> _Task objective_: Where the data below has the string "soil", return the whole line.

──────── Input

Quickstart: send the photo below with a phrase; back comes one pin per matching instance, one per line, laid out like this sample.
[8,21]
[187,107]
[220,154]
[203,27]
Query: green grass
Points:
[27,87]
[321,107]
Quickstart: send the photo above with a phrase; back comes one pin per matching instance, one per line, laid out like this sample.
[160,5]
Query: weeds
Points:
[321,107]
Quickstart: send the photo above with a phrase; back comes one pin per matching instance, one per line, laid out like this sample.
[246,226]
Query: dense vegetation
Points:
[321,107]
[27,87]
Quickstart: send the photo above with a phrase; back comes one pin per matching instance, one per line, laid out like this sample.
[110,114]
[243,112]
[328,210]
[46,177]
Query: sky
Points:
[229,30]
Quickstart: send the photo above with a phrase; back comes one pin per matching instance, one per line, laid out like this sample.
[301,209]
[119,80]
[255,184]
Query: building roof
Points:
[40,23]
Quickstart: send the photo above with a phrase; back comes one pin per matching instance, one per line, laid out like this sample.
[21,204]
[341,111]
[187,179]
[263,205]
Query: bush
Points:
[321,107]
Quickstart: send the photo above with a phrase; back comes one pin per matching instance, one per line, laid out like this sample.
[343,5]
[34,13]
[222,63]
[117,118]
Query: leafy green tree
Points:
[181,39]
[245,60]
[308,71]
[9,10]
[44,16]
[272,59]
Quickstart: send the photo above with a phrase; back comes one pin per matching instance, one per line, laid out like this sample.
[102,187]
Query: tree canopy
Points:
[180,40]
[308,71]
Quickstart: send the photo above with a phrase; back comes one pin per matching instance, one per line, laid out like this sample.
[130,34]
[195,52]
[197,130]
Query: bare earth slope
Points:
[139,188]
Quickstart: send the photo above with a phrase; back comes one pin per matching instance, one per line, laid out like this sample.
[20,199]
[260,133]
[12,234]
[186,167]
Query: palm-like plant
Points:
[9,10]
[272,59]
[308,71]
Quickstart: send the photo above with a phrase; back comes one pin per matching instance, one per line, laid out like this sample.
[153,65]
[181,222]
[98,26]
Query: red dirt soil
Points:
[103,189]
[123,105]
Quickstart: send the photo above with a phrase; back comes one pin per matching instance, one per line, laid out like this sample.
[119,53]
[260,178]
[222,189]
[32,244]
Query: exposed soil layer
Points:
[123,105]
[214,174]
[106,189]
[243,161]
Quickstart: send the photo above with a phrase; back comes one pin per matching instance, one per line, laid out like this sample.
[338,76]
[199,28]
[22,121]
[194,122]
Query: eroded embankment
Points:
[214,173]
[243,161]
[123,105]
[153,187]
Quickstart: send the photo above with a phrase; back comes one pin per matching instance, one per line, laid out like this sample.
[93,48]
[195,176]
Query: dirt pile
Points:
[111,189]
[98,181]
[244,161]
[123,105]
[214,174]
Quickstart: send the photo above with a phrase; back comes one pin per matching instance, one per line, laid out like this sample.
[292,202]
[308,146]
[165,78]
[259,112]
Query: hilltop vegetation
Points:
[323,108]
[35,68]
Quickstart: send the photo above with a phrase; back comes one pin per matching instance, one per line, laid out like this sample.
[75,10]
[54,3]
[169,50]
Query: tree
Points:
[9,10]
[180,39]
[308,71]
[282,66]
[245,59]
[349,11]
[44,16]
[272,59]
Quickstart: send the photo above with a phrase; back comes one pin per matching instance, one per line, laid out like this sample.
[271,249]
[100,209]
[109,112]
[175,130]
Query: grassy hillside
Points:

────────────────

> _Response to the task_:
Query: red dirt soil
Query: exposed soil layer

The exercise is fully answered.